§ Goals
1 > In the text on art and embroidery, render this sentence in Spanish: "Very early I learned not to compare myself and my work to the work of others."
2 > Proceed with the text on art as storytelling and embroidery, picking up after its last sentence.

§ Provided text
--- Start ---

Therefore art is this language for me in which I tell stories. Secret stories, sad stories, stories of love, stories of anger and courage. My stories. I tell them for me, but I also tell them for anyone who wants to listen, for anyone who wants to see.
I grew up in a very creative environment given to the fact that my father is an artist too. Very early I learned not to compare myself and my work to the work of others. I am very independent and maybe even a bit ignorant in that aspect. I do not follow assiduously the art of those specific artists that to embroidery or of those specific artists that talk about the same things I do. And by any means, I do not ignore them either. I just think that it is wrong trying to be better or more interesting than someone else, I prefer investing energy in being the best version of myself. I feel inspired every time I step into a Museum, every time I read a book, every time I watch a movie and every time I take a walk. Nonetheless, I have a few very important characters in my life that have influenced me and my work. The first person I want to mention is Louise Bourgeois. I got to know her work when I was about 16 years old and I identified with her immediately. Not because our work is alike, because is it not, but because of the great melancholy and sorrow you can feel in everything she did. It is the sorrow of a woman that was raised as a little adult, a woman that was always to smart to not acknowledge the lies around her, a woman that moved as far away from home as possible to be free from all that. What I learned from her, besides being brave, is that everything is in a way three-dimensional, even though the end product is two-dimensional. You have to feel things to understand. In my creative process, I do a lot of three-dimensional things to understand what I am doing and how to translate it in embroidery.

--- End ---

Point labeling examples
--- Start ---

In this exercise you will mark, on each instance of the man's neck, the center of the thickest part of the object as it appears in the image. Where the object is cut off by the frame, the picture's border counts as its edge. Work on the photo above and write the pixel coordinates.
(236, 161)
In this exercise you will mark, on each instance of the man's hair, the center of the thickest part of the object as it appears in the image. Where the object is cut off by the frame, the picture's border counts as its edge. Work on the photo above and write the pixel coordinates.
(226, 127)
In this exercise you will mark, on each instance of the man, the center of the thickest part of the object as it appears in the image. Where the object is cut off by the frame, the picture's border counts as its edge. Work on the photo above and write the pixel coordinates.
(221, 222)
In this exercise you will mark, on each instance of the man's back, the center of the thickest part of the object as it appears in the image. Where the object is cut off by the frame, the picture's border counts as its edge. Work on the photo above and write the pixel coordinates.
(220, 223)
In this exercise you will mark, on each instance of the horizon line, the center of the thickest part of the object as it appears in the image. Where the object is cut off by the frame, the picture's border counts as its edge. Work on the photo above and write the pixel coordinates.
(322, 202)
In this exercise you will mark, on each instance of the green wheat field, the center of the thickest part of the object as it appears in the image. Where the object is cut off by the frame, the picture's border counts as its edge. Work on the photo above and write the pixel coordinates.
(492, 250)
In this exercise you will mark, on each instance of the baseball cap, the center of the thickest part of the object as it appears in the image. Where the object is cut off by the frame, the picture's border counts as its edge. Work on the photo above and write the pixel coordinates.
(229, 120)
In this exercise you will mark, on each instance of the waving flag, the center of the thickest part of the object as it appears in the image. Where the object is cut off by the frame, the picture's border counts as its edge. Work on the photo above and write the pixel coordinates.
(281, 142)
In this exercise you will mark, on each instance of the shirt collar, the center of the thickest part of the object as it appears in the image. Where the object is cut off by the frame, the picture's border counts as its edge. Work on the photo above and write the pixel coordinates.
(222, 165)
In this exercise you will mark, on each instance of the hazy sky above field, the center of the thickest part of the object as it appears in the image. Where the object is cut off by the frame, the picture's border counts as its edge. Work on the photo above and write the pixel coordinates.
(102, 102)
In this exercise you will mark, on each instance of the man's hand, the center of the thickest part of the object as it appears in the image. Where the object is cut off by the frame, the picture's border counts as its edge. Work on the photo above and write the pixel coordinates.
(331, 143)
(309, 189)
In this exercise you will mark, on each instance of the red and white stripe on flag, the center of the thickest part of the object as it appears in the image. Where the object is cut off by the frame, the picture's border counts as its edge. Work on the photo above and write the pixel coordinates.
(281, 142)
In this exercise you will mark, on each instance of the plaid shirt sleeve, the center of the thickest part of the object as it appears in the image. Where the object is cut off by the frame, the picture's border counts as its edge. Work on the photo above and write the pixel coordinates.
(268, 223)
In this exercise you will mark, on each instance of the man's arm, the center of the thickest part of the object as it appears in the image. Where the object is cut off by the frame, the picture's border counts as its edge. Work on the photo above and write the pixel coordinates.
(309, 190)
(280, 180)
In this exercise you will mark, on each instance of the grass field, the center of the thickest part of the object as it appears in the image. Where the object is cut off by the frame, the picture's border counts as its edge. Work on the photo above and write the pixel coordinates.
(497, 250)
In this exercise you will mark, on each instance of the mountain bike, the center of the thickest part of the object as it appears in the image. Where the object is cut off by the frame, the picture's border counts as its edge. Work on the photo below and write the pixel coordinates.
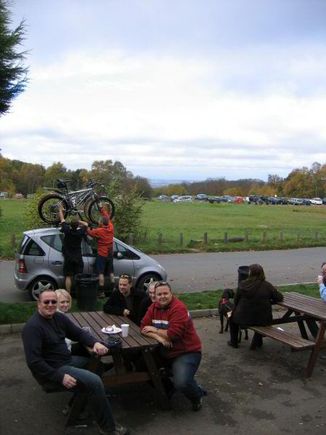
(85, 203)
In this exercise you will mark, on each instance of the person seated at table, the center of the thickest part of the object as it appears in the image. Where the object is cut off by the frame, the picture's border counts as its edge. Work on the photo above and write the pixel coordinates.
(321, 280)
(63, 306)
(52, 364)
(169, 322)
(125, 301)
(253, 304)
(148, 299)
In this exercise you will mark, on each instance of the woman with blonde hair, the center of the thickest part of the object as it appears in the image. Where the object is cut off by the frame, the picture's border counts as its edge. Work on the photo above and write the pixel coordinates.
(64, 300)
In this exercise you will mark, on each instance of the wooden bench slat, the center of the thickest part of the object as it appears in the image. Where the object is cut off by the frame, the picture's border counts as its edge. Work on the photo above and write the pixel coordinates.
(295, 341)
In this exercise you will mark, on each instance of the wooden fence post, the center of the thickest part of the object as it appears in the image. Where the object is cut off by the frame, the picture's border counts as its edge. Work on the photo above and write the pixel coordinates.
(246, 236)
(205, 239)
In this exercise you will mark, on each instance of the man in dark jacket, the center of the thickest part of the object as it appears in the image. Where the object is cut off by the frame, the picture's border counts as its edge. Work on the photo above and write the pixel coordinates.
(71, 249)
(51, 362)
(253, 303)
(125, 301)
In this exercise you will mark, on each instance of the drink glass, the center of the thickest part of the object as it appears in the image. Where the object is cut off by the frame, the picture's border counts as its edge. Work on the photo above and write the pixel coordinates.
(125, 329)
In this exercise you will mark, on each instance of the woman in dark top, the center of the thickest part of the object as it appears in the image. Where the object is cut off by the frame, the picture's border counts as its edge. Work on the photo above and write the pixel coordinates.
(253, 303)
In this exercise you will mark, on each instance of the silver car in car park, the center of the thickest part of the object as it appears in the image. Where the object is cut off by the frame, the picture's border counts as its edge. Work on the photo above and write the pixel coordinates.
(39, 261)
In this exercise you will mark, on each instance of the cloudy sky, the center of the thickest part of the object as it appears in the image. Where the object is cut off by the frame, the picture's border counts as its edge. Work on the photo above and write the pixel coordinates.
(174, 89)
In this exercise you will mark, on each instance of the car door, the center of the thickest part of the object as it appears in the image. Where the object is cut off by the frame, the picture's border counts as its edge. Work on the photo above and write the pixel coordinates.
(54, 253)
(123, 260)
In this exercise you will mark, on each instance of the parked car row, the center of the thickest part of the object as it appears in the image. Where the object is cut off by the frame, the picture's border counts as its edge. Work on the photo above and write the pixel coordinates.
(252, 199)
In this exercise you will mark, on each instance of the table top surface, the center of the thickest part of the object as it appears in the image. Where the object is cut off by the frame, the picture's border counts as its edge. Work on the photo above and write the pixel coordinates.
(97, 320)
(309, 305)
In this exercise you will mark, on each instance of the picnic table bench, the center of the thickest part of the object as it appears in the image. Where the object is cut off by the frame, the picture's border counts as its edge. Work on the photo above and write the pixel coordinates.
(134, 342)
(294, 341)
(306, 311)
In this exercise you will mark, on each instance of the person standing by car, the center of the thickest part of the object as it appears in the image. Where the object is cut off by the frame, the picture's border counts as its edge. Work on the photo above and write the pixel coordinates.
(71, 248)
(104, 261)
(125, 301)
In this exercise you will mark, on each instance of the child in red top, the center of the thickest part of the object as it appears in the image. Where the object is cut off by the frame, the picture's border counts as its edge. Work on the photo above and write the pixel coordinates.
(104, 234)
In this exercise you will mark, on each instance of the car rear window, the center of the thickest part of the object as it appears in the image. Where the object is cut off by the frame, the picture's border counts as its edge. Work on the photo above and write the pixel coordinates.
(54, 240)
(126, 253)
(32, 248)
(23, 244)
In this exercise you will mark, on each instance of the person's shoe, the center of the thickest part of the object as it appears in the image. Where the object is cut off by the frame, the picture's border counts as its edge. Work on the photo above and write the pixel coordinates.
(119, 430)
(197, 404)
(232, 344)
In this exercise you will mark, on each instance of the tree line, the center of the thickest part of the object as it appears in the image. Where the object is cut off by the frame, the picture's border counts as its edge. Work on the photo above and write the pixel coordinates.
(28, 178)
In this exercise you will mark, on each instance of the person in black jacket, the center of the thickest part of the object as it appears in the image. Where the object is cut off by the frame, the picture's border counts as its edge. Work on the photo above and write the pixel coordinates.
(253, 303)
(125, 301)
(71, 248)
(51, 362)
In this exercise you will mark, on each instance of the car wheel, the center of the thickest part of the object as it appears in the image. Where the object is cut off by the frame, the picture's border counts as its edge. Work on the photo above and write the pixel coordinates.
(144, 280)
(39, 284)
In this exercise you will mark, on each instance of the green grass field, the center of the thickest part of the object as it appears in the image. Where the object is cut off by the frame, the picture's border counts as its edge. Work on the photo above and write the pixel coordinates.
(259, 227)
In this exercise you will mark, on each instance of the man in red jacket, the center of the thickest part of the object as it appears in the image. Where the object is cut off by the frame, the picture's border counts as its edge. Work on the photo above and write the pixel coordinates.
(104, 236)
(169, 322)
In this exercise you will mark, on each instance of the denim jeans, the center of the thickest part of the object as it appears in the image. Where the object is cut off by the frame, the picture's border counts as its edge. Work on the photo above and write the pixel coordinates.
(184, 368)
(91, 384)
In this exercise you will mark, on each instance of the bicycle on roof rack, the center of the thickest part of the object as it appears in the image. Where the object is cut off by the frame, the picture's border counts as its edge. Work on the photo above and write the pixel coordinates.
(85, 203)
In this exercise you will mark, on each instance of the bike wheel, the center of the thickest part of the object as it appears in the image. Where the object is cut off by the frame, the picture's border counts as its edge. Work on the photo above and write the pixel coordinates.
(93, 211)
(48, 208)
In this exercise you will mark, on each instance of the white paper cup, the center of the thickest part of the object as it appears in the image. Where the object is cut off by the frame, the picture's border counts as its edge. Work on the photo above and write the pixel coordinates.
(124, 329)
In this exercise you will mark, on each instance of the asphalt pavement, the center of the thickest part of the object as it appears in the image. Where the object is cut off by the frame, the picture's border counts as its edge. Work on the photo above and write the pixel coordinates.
(259, 392)
(208, 271)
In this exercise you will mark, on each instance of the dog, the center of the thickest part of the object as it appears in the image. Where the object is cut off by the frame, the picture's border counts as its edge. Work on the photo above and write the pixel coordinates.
(225, 307)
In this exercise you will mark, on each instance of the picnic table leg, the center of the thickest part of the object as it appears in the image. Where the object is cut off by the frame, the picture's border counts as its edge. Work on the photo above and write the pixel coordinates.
(315, 350)
(78, 404)
(156, 379)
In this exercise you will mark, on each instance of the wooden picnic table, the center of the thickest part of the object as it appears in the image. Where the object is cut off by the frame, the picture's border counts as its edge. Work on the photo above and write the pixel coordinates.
(135, 342)
(306, 311)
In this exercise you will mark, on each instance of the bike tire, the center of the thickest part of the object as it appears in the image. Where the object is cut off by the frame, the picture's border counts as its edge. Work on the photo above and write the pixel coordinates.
(93, 211)
(48, 208)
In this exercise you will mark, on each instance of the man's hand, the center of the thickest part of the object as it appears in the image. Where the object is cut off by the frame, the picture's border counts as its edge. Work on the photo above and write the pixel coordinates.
(68, 381)
(149, 329)
(166, 343)
(100, 349)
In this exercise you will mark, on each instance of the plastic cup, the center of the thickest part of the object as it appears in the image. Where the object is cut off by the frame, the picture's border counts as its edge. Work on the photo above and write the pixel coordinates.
(124, 329)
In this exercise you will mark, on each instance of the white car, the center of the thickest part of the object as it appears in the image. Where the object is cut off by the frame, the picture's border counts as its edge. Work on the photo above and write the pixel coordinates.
(316, 201)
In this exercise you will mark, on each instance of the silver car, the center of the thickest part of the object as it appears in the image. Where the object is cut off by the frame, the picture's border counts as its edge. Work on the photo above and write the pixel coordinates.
(39, 261)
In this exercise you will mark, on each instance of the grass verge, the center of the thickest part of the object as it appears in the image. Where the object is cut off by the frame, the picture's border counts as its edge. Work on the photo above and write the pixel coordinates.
(11, 313)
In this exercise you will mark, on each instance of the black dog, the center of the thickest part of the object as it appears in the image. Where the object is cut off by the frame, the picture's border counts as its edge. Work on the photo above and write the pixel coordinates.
(225, 307)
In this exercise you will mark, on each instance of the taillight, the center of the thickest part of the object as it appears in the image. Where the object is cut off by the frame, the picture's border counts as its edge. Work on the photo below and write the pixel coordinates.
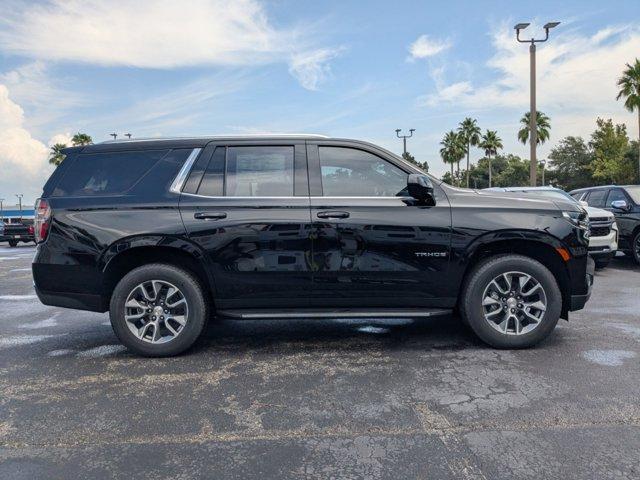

--- End ---

§ Answers for the exercise
1 > Muy temprano aprendí a no compararme, ni a comparar mi trabajo, con el trabajo de otros.

2 >
I started to embroider on paper before I started my BA, even before I finished High School. My relationship to embroidery is a very folkloric one because I knew it from the traditional Mexican clothing my mother so proudly wears. So in a way, I have always known and acknowledged this craft. When I started working with embroidery I had not researched about textile art or anything related to it but it seemed logical for me to take it to paper instead of applying it to another textile. I took a trade, that in Mexico is taken for granted and badly paid and tried to present it in a way people would acknowledge and admire it. In my Art School in Merida, my teachers respected my embroidery work but they could not really help me because no one had any experience with it. So when I took an exchange year in Mexico City and met Carla Rippey and it was enlightening. She sews on paper and does a lot of book art. So our work could be defined as alike. I learned a lot from her in that year about different materials, papers, about what glue to use, about how to handle textile on paper and also about how to be a strong woman living far from what you used to know.
The third influence I want to talk about is one taken from the world of literature, where most of my inspiration lies. When I wrote my thesis a few years back I was told that I had to present a certain number of quotes of work that has influenced me. When I finished writing and gave the thesis to my readers I got the same comment from every one of them 'You are majoring in art Carolina, but you are not mentioning even one artist. Why are all your influences poets' I had not noticed, but that is how my brain works. One of the most important poets for me is one that, again, has this melancholic but realistic way of seeing the world: José Emilio Pacheco. And I want to leave you with a few words of his about how pointless the arts might seem but then again about how meaningless life would be without them.
Crickets
José Emilio Pacheco
(A Defense and Illustration of Poetry)
I retake an allusion by crickets:
their murmur is hopeless,
the chattering of their elytra
is of no use whatsoever.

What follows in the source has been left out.